Bacaan —

%%

2.1.4.4 Prinsip-Prinsip Pendekatan Saintifik
Menurut Kamus Besar Bahasa Indonesia (KBBI) prinsip merupakan
kebenaran yang menjadi pokok dasar berpikir, bertindak, dan sebagainya. Untuk
melakukan pembelajaran dengan pendekatan saintifik, wajib untuk mengatuhui dasar
untuk bertindak dalam melakukan pembelajaran tersebut yang disebut prinsip
pendekatan saintifik. Terdapat beberapa prinsip dalam pendekatan saintifik. Hosnan
(2014:37) menjabarkan delapan prinsip yang harus diperhatikan dalam melaksanakan
pembelajaran menggunakan pendekatan saitifik. Kedelapan prinsip Hosnan adalah
sebagai berikut :
23
1. Pembelajaran berpusat pada siswa; 2) pembelajaran membentuk students
self-concept; 3) pembelajaran terhindar dari verbalisme; 4) pembelajaran
memberikan kesempatan pada siswa untuk mengasimilasi dan mengakomodasi
konsep, hukum, dan prinsip; 5) pembelajaran mendorong terjadinya
peningkatan kemampuan berpikir; 6) pembelajaran meningkatkan motivasi
belajar siswa dan motivasi mengajar guru; 7) memberikan kesempatan pada
siswa untuk melatih kemampuan dalam berkomunikasi; 8) adanya proses
validasi terhadap kosep, hukum, dan prinsip yang dikonstruksi siswa dalam
struktur kognitifnya.
Kedelapan prinsip Hosnan mengisyaratkan bahwa guru dalam menghadapi
Kurikulum 2013 harus mempersiapkan pembelajaran menggunakan pendekatan
saintifik. Pada poin pertama hosnan mendefinisikan bahwa pembelajaran berpusat
pada siswa, artinya segala bentuk usaha dan aktivitas pembelajaran siswa harus
berperan aktif. Selain itu guru hanya menjadi pihak kedua dalam pembelajaran yang
berarti guru hanya membantu siswa jika terdapat kesulitan, membenarkan kesalahan
siswa dan membimbing siswa. Siswalah yang menjadi pemeran utama dalam
pembelajaran. Pembelajaran tradisional guru lebih mendominasi pembelajaran
dibanding siswa. Pembelajaran yang terjadi hanya satu arah yaitu guru ke siswa. Hal
ini tidak sejalan dengan prinsip Hosnan.

%%

Entri yang Ditampilkan —

%%

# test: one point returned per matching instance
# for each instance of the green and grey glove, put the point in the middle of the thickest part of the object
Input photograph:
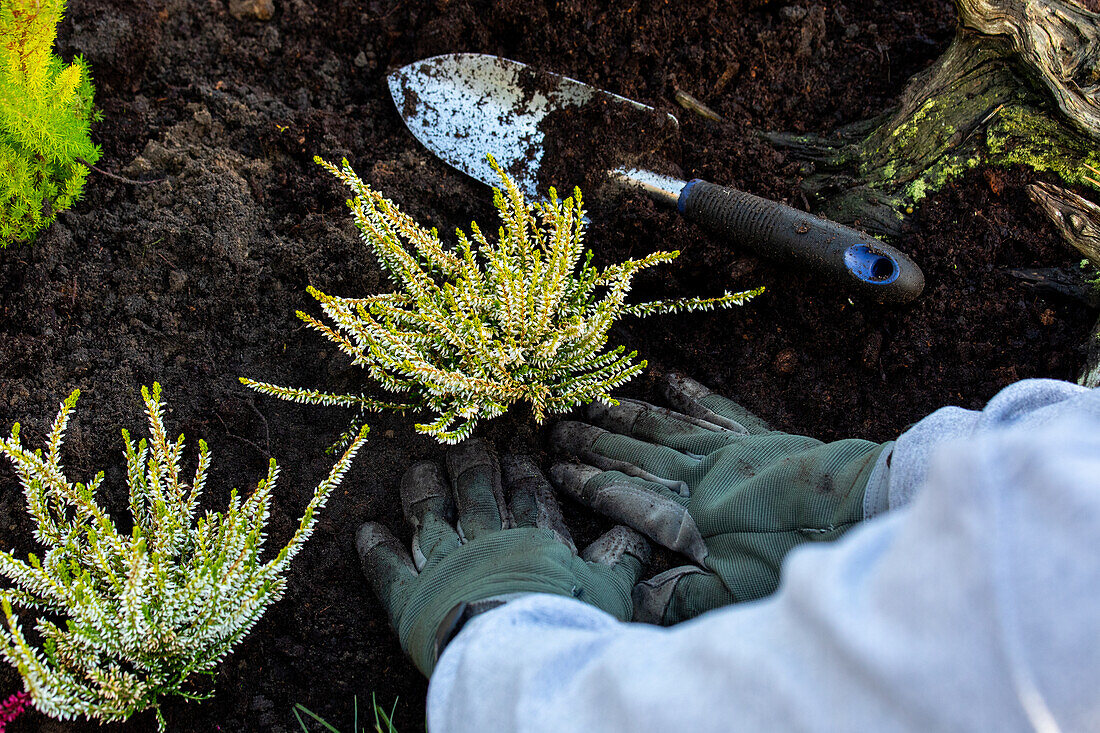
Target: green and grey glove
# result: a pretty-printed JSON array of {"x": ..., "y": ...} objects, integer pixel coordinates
[
  {"x": 715, "y": 483},
  {"x": 491, "y": 554}
]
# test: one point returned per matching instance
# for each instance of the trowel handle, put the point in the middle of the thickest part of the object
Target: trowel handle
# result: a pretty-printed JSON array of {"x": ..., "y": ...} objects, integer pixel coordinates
[{"x": 781, "y": 232}]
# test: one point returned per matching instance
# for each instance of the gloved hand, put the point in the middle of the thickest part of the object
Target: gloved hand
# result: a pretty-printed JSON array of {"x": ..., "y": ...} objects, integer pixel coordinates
[
  {"x": 715, "y": 483},
  {"x": 491, "y": 554}
]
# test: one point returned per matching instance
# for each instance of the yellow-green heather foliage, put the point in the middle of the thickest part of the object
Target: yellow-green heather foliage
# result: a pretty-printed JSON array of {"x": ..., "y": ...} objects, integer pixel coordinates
[
  {"x": 124, "y": 619},
  {"x": 45, "y": 110},
  {"x": 475, "y": 328}
]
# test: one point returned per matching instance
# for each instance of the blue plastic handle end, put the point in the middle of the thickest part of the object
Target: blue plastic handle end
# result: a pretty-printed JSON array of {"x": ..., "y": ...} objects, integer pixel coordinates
[{"x": 869, "y": 265}]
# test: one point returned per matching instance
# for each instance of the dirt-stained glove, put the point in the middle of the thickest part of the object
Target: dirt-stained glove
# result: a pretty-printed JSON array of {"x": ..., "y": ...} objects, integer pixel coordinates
[
  {"x": 715, "y": 483},
  {"x": 491, "y": 554}
]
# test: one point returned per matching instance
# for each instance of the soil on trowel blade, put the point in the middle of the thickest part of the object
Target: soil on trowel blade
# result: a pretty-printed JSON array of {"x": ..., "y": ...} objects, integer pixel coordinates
[
  {"x": 582, "y": 144},
  {"x": 195, "y": 281}
]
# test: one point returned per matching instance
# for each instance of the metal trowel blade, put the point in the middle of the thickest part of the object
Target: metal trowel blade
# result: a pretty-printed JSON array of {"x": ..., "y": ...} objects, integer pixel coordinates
[{"x": 463, "y": 107}]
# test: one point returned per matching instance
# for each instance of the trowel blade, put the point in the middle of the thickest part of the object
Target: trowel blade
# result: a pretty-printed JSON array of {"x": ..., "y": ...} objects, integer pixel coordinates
[{"x": 463, "y": 107}]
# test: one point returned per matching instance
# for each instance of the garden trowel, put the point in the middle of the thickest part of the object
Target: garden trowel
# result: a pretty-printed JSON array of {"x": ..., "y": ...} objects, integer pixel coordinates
[{"x": 465, "y": 107}]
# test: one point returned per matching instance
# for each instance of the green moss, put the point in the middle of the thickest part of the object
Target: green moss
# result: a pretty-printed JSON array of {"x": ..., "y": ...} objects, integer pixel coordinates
[
  {"x": 946, "y": 168},
  {"x": 1024, "y": 137}
]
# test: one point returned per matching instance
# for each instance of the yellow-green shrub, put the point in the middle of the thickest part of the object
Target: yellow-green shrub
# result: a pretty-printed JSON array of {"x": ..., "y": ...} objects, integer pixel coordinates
[{"x": 45, "y": 110}]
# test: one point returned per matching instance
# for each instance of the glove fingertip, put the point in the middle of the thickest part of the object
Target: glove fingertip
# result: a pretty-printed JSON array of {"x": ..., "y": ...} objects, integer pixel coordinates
[{"x": 653, "y": 597}]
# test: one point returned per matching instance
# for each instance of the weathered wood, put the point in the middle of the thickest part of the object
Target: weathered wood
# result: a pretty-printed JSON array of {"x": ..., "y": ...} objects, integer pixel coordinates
[
  {"x": 1069, "y": 282},
  {"x": 1078, "y": 219},
  {"x": 1019, "y": 84},
  {"x": 1056, "y": 42},
  {"x": 1090, "y": 376}
]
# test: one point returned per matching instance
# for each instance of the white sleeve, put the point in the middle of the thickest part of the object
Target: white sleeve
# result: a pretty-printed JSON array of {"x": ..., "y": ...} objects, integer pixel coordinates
[{"x": 976, "y": 608}]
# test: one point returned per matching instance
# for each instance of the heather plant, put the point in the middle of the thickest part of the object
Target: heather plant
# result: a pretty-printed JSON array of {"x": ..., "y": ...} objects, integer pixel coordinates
[
  {"x": 476, "y": 328},
  {"x": 45, "y": 111},
  {"x": 127, "y": 617}
]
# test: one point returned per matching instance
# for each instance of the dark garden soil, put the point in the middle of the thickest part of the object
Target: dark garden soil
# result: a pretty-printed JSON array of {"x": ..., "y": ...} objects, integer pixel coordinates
[{"x": 195, "y": 281}]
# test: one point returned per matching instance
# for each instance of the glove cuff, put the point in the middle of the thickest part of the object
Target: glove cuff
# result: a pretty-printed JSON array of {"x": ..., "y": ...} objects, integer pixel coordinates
[
  {"x": 877, "y": 493},
  {"x": 459, "y": 615}
]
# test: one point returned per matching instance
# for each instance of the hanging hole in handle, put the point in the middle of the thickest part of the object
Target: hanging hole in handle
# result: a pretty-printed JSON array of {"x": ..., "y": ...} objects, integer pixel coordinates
[{"x": 870, "y": 265}]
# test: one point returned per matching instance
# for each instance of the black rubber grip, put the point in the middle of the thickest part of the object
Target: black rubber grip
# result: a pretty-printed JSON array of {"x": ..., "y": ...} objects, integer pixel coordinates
[{"x": 773, "y": 230}]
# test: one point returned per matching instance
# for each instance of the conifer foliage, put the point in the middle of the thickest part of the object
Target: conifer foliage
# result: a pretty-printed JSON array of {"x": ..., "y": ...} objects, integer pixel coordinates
[
  {"x": 45, "y": 111},
  {"x": 124, "y": 619},
  {"x": 475, "y": 328}
]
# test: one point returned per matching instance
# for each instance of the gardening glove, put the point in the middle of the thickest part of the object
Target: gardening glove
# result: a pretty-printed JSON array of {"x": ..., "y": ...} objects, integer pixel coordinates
[
  {"x": 491, "y": 554},
  {"x": 715, "y": 483}
]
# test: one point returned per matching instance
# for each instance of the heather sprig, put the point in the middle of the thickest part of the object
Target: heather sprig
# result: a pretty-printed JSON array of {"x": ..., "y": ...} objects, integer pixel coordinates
[
  {"x": 125, "y": 619},
  {"x": 474, "y": 328},
  {"x": 45, "y": 112}
]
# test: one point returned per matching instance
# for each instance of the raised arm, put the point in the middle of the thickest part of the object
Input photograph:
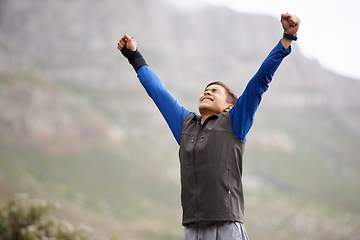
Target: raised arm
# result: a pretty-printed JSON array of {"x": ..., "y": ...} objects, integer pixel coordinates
[
  {"x": 242, "y": 114},
  {"x": 173, "y": 112}
]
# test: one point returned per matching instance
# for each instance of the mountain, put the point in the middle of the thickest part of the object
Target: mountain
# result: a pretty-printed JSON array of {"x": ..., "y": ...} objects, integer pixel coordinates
[{"x": 77, "y": 127}]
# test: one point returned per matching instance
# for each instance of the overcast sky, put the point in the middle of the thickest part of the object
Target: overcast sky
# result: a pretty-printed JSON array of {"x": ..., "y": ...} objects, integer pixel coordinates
[{"x": 329, "y": 31}]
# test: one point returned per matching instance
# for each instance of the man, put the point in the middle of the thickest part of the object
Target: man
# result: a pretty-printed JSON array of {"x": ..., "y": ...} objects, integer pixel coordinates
[{"x": 212, "y": 143}]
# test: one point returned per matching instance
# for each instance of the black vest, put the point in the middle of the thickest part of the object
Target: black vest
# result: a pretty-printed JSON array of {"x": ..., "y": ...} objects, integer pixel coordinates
[{"x": 211, "y": 170}]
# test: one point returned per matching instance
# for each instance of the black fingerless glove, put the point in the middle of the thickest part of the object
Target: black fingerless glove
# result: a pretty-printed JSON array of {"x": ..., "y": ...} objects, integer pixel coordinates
[{"x": 135, "y": 58}]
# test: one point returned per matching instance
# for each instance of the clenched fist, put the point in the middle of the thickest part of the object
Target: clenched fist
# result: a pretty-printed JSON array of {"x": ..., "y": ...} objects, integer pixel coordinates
[
  {"x": 128, "y": 42},
  {"x": 290, "y": 23}
]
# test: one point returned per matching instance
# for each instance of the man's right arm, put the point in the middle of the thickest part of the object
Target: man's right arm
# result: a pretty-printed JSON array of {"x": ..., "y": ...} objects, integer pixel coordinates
[{"x": 173, "y": 112}]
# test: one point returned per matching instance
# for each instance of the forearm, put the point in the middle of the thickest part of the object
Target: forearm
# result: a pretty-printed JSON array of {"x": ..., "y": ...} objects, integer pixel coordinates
[{"x": 242, "y": 115}]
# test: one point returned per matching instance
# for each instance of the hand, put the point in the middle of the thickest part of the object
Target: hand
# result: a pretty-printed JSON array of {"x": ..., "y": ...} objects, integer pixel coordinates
[
  {"x": 128, "y": 42},
  {"x": 290, "y": 23}
]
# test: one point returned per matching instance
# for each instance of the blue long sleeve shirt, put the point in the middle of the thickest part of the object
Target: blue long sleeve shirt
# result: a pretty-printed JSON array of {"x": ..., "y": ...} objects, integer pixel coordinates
[{"x": 242, "y": 114}]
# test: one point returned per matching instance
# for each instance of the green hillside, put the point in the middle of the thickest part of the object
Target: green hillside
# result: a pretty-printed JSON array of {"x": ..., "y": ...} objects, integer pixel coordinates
[{"x": 77, "y": 127}]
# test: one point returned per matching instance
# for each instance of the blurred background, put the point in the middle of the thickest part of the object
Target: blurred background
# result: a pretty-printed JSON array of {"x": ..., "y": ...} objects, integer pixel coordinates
[{"x": 78, "y": 129}]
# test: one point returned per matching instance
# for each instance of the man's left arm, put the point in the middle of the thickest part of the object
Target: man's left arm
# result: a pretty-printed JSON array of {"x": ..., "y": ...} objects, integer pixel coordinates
[{"x": 242, "y": 114}]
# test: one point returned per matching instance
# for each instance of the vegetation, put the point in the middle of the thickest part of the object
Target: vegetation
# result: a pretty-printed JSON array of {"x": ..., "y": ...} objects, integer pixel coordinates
[{"x": 27, "y": 219}]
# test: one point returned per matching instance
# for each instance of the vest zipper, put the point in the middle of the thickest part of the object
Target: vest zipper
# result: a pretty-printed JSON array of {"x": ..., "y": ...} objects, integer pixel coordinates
[{"x": 195, "y": 175}]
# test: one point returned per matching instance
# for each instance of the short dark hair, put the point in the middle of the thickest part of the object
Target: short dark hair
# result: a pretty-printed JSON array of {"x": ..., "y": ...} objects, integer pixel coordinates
[{"x": 231, "y": 96}]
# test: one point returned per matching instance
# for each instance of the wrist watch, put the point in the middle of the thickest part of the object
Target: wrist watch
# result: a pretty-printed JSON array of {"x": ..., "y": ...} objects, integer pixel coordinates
[{"x": 290, "y": 37}]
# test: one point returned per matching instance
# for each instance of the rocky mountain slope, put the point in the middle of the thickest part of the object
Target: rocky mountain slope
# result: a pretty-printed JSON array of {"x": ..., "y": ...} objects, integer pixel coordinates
[{"x": 77, "y": 127}]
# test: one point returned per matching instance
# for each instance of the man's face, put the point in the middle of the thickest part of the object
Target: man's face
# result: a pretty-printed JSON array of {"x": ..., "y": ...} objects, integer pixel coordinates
[{"x": 213, "y": 100}]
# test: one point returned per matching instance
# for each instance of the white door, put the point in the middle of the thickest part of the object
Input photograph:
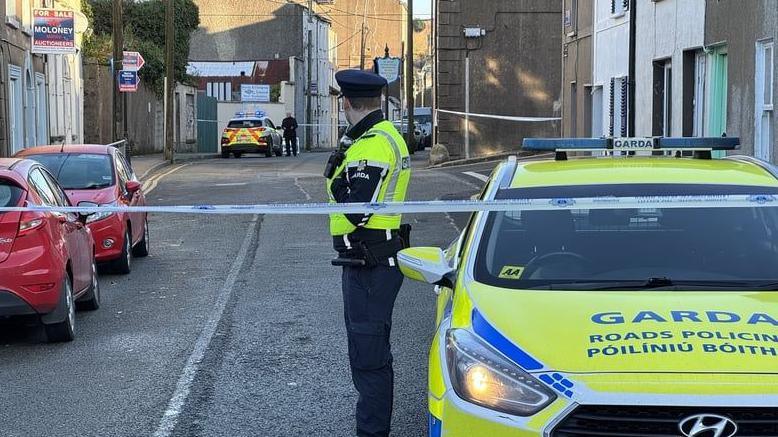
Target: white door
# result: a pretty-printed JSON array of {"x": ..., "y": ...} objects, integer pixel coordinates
[
  {"x": 597, "y": 113},
  {"x": 699, "y": 94},
  {"x": 763, "y": 132}
]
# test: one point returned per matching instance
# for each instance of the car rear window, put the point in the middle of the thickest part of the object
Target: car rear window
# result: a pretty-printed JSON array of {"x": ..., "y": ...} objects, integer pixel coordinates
[
  {"x": 9, "y": 194},
  {"x": 79, "y": 171},
  {"x": 242, "y": 124}
]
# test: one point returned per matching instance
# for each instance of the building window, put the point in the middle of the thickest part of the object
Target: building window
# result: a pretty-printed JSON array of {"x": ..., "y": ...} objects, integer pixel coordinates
[
  {"x": 41, "y": 122},
  {"x": 765, "y": 70},
  {"x": 596, "y": 111},
  {"x": 574, "y": 109},
  {"x": 15, "y": 109},
  {"x": 619, "y": 7},
  {"x": 663, "y": 98},
  {"x": 619, "y": 105},
  {"x": 571, "y": 18}
]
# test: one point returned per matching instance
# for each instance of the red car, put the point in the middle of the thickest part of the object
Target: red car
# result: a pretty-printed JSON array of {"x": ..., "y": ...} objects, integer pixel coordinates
[
  {"x": 47, "y": 264},
  {"x": 100, "y": 175}
]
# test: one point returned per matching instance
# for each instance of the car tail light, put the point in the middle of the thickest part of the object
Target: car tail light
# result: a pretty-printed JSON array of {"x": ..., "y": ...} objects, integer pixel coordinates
[
  {"x": 39, "y": 288},
  {"x": 29, "y": 221}
]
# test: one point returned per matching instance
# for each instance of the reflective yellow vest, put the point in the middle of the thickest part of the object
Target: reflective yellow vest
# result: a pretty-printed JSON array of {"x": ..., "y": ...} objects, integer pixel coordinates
[{"x": 383, "y": 146}]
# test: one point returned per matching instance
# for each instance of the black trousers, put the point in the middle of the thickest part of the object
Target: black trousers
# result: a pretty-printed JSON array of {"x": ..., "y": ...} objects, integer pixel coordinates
[
  {"x": 368, "y": 301},
  {"x": 291, "y": 146}
]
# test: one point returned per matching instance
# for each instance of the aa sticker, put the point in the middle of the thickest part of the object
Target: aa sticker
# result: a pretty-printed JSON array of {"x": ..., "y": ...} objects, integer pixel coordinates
[{"x": 511, "y": 272}]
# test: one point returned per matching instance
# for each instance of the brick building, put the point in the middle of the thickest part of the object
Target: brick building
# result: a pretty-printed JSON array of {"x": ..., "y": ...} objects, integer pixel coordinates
[{"x": 515, "y": 71}]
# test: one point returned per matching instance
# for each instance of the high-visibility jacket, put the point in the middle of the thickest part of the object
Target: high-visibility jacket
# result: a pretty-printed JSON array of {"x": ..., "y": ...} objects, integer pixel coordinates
[{"x": 376, "y": 168}]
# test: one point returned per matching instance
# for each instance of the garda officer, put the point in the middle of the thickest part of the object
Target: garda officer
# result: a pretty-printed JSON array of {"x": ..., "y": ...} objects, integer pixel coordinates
[{"x": 375, "y": 167}]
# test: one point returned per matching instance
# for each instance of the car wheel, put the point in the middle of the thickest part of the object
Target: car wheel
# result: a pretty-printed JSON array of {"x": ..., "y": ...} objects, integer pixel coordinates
[
  {"x": 91, "y": 301},
  {"x": 123, "y": 265},
  {"x": 65, "y": 330},
  {"x": 141, "y": 250}
]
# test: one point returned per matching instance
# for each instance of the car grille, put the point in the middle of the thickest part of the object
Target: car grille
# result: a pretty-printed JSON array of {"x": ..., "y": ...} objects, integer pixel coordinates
[{"x": 622, "y": 421}]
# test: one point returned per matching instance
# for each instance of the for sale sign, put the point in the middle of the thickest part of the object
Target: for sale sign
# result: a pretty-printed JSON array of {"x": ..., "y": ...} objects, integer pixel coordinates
[{"x": 54, "y": 31}]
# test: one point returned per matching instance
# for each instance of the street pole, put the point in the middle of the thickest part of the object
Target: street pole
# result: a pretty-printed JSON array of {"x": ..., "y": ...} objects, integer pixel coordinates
[
  {"x": 170, "y": 79},
  {"x": 309, "y": 104},
  {"x": 118, "y": 54},
  {"x": 309, "y": 99},
  {"x": 410, "y": 78},
  {"x": 467, "y": 105},
  {"x": 363, "y": 43}
]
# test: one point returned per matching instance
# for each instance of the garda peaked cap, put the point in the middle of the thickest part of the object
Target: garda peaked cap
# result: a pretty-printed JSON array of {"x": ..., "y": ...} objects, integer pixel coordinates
[{"x": 358, "y": 83}]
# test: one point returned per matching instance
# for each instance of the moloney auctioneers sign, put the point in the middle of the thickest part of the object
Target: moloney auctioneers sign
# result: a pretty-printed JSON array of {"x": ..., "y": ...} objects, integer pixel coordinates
[{"x": 54, "y": 31}]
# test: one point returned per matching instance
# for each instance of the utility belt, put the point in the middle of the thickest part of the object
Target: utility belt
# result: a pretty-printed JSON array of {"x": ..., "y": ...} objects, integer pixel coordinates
[{"x": 370, "y": 254}]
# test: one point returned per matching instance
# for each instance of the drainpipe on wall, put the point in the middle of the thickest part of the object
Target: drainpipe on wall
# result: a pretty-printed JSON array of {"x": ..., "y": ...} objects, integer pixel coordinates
[{"x": 632, "y": 68}]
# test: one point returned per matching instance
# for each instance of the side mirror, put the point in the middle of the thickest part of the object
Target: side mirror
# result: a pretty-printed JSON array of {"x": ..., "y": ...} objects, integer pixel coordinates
[
  {"x": 132, "y": 187},
  {"x": 426, "y": 264},
  {"x": 83, "y": 217}
]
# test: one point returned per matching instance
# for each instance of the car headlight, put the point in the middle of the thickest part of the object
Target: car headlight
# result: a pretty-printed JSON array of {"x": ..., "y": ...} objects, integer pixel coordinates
[
  {"x": 484, "y": 377},
  {"x": 96, "y": 217}
]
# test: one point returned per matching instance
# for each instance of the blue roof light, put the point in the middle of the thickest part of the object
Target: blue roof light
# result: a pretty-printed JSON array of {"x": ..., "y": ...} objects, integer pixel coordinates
[{"x": 630, "y": 144}]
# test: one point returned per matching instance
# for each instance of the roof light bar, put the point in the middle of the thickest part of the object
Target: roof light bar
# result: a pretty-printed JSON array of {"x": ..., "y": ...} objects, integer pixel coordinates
[{"x": 630, "y": 144}]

%%

Petunjuk Tugas —
**1.** Dalam bacaan tentang prinsip pendekatan saintifik, apa pengertian prinsip menurut KBBI?
**2.** Tuliskan lanjutan bacaan tentang prinsip pendekatan saintifik, dimulai sesudah kalimat terakhirnya.

Daftar Jawaban —
**1.** Kebenaran yang menjadi pokok dasar berpikir, bertindak, dan sebagainya.

**2.**
Poin yang kedua tentang prinsip pendekatan saintifik Hosnan adalah students
self-concept. Artinya melalui pembelajaran tersebut siswa diharapakan mengenali
dirinya sendiri, kecenderungan prilakunya sendiri, dan karakteristiknya sendiri. Jadi
siswa akan menemukan gambaran dirinya melalui aktivitas-aktivitas yang dirancang
oleh guru. Setelah siswa mengetahui akan konsep dirinya sendiri, guru membimbing
siswa untuk membentuk konsep diri siswa agar menjadi lebih baik.
Prinsip selanjutnya adalah pembelajaran terhindar dari verbalisme. Kamus
Besar Bahasa Indonesia (KBBI) mendefinisikan arti kata verbalisme yaitu “ajaran
(pandangan) dalam dunia pendidikan (pengajaran) yang mendidik anak untuk banyak
menghafal”. Guru tidak boleh mendominasi pembelajaran dengan metode
ceramahnya atau mendorong siswa untuk menghafal materi pembelajaran secara
besar. Guru di tuntut untuk menyuguhkan serta menanamkan konsep suatu materi
kepada siswa agar siswa mengerti materi tersebut melalui caranya masing-masing.
Prinsip ke-empat yaitu pembelajaran memberikan kesempatan pada siswa
untuk mengasimilasi dan mengakomodasi konsep, hukum, dan prinsip. Asimilasi
seperti yang terdefinisikan di KBBI berbunyi “penyesuaian (peleburan) sifat asli yang
24
dimiliki dengan sifat lingkungan sekitar” sedangkan akomodasi “sesuatu yang
disediakan untuk memenuhi kebutuhan”. Untuk itu siswa melalui pembelajaran
dengan pendekatan saintifik diharapkan bisa menyelaraskan gagasan, konsep, hukum
serta prinsip sesuai pandangan mereka sesuai pandangan materi yang diajarkan.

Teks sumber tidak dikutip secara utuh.